Pick out every line in the records below that contains the word "white" and copy each one.
################
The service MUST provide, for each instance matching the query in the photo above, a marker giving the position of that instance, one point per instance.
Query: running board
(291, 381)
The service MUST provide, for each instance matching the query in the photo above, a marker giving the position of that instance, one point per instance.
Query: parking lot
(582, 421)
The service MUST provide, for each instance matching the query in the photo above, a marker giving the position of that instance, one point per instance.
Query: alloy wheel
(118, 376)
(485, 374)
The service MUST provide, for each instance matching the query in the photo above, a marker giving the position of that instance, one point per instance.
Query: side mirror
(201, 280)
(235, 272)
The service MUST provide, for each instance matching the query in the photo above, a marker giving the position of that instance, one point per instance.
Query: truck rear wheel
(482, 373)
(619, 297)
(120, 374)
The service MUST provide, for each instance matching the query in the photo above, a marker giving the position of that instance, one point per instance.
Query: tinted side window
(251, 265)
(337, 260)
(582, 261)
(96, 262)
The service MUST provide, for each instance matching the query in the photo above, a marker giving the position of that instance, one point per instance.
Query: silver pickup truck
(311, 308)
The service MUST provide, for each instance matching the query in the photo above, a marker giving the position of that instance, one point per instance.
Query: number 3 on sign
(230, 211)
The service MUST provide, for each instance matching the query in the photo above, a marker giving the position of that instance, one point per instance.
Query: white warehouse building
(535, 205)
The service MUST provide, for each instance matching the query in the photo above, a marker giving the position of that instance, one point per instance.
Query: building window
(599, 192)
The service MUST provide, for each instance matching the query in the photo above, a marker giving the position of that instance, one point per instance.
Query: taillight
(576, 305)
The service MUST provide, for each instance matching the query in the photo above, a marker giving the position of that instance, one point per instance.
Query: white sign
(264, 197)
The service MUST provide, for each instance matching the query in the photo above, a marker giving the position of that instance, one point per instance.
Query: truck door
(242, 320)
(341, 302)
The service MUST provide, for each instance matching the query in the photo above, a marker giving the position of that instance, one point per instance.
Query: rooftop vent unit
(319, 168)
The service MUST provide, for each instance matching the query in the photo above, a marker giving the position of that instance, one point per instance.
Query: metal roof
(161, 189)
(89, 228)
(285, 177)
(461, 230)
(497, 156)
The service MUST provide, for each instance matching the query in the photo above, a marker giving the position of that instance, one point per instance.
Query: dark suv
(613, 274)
################
OUTPUT OF THE EXERCISE -
Query: white warehouse building
Query: white sign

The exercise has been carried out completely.